=== Çıkarılan Metin ===
Bu kelimeleri konuşurken hemen doğru kullanman için sana tavsiyelerde bulunacağız. Konunun İngilizcesi Countable and Uncountable Nouns.
İngilizce öğrenirken önemli olan konuşmaya çaba harcanması ve konuşarak öğrenmektir. Gramer konuları konuşurken öğrenilmelidir. Sayılabilen veya sayılamayan kelimeleri bir gramer konusu olarak çalışıp öğrenenlerin çoğu zorlanmaktadır. Kullanılmayan her bilgi zamanla unutulur. Bu yüzden bu kelimeler bir gramer kuralı olarak öğrenildiğinde ezberlenemez veya kalıcı olarak öğrenilemez. Konuşarak aktif öğrenildiğinde unutulmamaktadır.
Öncelikle bu kelimeleri nasıl kolayca nasıl öğrenebilirsin bundan bahsedelim. Gramer kuralıdır ama ezberlemeye çalışmamalısın. Sayılamayan kelimeler sayısı, sayılabilen kelimelere oranla çok azdır. O yüzden stres yapmaya gerek yok. Mantığını kavraman yeterli olacaktır.
Sayılamayan kelimelerle bilmen gereken en önemli bilgi bu kelimeler çoğul ek almamaktadır. Bu yazımızı okuduğuna göre İngilizce de çoğul kelimelere “s” takısı eklendiğini biliyorsundur. Aynı zamanda ingilizce de “are” yardımcı fiili olduğunu biliyorsundur. Sayılamayan kelimelerden sonra cümlede are kullanılmamaktadır.
İngilizceyi yeni öğrenmeye başlayanlar Türkçe ile İngilizceyi kıyasladığında ne saçma kuralları var diye düşünebilir. Aslında biz Türkçe’de sayılamayan veya sayılabilen kelimeleri kullanmaktayız. Bu yüzden Türkçe nasıl kullandığının farkına varmalısın. Bunun farkına varırsan bu konuyu ayrıca çalışman gerekmez. İngilizce konuşurken kural düşünmene gerek kalmaz. Mesala ingilizce de para kelimesinin sonuna s çoğul eki gelmez. Şimdi Türkçe cümlelerinde para kelimesini nasıl kullandığını düşün. Türkçede 10 para, 20 para, 30 para diye saymıyoruz. Para birimini sayıyoruz. Aynı mantıkla İngilizcede Money anlamına gelen para kelimesi sayılamayan kelimelerdendir.
Eskiden ülkemizde komşudan evde olmayan şeylerden bir miktar istemek normal bir şeydi. Eski günlerde olduğumuzu hayal edelim ve komşudan Türk kahvesi isteyeceğimizi varsayalım. Türk kahvesini isterken ölçüsünü belirterek mi söylersin yoksa elinde bir fincanla gidip bir fincan istediğini belirterek mi söylersin. Komşun bir fincan da verebilir, bir su bardağı da. Ama şu kadar miktar kahve verdim demez. Bunun gibi tuz, şeker, pirinç, baharat, un, buğday v.b taneli miktarlardaki ürünlerin ölçüsü bardak, fincan, kaşık gibi ölçülerle tarif edilir. Bu tarz kelimeleri yani içine konduğu nesneye göre ölçüsü tarif edilen ürünleri sayılamayan kelimeler olarak hafızana yerleştirebilirsin. Böylece konuşurken ingilizce gramer kuralını hatırlamana gerek kalmaz. Bu tarz sayılamayacak küçük şeyleri sayılamayan kelimeler olarak hafızana yerleştir ve ingilizce konuşurken kelimenin sonuna s ekleme.

=== Alıştırmalar ===
[a] Sayılabilen ve sayılamayan kelimeler hakkındaki metinde “Sayılamayan kelimelerle bilmen gereken” diye başlayan paragrafı, ana bilgilerini koruyarak madde listesi hâlinde yeniden yaz.
[b] Sayılabilen ve sayılamayan kelimeler hakkındaki metnin devamını, son cümlesinden sonra gelecek bir paragraf olarak yaz.

[Saklanan kayıtlar]
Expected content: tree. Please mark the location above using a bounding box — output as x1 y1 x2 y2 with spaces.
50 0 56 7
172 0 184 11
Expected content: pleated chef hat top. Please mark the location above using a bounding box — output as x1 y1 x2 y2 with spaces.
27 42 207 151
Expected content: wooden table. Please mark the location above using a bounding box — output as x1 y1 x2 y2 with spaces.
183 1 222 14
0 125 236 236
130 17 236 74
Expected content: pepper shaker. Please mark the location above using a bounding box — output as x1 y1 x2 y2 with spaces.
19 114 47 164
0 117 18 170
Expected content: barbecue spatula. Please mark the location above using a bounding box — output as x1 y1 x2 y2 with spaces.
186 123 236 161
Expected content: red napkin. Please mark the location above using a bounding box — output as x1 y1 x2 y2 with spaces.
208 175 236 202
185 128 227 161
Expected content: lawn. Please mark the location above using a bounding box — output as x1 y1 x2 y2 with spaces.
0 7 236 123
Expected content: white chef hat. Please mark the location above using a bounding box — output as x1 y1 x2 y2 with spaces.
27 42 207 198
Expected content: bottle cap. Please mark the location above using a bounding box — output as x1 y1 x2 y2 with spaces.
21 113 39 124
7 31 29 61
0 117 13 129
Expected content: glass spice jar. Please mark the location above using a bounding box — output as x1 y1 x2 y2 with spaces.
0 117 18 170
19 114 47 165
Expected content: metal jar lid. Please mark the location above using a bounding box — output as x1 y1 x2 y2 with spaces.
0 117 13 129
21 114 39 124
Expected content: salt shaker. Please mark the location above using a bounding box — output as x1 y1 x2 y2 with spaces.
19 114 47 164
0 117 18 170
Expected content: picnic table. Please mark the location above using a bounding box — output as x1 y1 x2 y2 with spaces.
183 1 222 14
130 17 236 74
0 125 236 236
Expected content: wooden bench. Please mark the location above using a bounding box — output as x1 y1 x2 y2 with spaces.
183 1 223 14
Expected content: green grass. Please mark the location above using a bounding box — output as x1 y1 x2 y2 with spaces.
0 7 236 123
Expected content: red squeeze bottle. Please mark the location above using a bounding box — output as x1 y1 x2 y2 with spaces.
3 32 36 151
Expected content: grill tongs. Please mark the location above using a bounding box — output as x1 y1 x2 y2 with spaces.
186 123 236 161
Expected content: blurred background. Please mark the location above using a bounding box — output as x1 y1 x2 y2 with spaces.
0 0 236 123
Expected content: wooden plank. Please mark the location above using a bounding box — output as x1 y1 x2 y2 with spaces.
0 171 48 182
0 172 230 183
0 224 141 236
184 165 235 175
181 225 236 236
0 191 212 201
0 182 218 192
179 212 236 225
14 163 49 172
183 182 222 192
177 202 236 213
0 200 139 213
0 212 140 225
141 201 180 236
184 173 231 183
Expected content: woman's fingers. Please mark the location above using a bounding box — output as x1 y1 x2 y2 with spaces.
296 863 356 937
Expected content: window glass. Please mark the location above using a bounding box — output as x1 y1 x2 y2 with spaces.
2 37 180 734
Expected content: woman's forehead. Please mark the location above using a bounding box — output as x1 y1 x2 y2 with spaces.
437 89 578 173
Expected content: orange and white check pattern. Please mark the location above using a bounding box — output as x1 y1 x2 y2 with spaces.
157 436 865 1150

=== Yazılı Cevaplar ===
[a]
- Sayılamayan kelimeler çoğul eki almaz.
- İngilizcede çoğul kelimelere “s” takısı eklenir, ama sayılamayan kelimelere bu ek gelmez.
- Sayılamayan kelimelerden sonra cümlede “are” yardımcı fiili kullanılmaz.

[b]
Hafta sonu kahvaltıyı dışarıda yaptığınızı düşünün. Gittiğiniz yerlerde genelde kahvaltılıklar yani bal, tereyağ v.b gıdalar belli bir kasede, kutuda, kapta v.b getirilir. Getirildiği kabın içinde ne kadar bal v.b bilmeyiz. Aynı şekilde çayın, ekmeğin, sütün, meyve suyunun da doğru ölçüsünü bilmeyiz. Bu tarz kelimeleri Türkçe’de de kullanırken bulundukları kap ile ölçülerini belirtiriz. Bu tarz kelimeleri ingilizce konuşurken s takısı almadan kullanmalısın. Ürünün birebir doğru ölçüsünü söyleyemeyip dışındaki kap ile tarif edeceğin ürünleri sayılamayan kelimeler olarak mantığına yerleştirmelisin. Yazımızı okurken ekmeği sayabiliyorum diye düşündüysen haklısın, ekmek sayılabiliyor. Ama ekmeği bir bütün olarak düşündüğünde sayılamayan kelime düşünmelisin. Gramını biliriz. Ya da dilimlendiğinde kaç dilim olduğunu biliriz. Masada kaç dilim olduğunu bilebiliriz. Yani sayılabilen kısım aslında kaç dilim olduğudur. Ekmek değildir. Bu yüzden ingilizce de two slices of bread, seven slices of bread derken çoğul olarak dilim kelimesini kullanırız.
Yaz gelince dondurma yemeyi sevmeyen yoktur. Öncelikle yukarıda yazdıklarımızı okuduktan sonra biraz düşün kendin karar ver. İngilizce dondurma yani ice-cream sayılabilen bir kelime mi sayılamayan mı sence? Dondurmayı nasıl sipariş verirsin?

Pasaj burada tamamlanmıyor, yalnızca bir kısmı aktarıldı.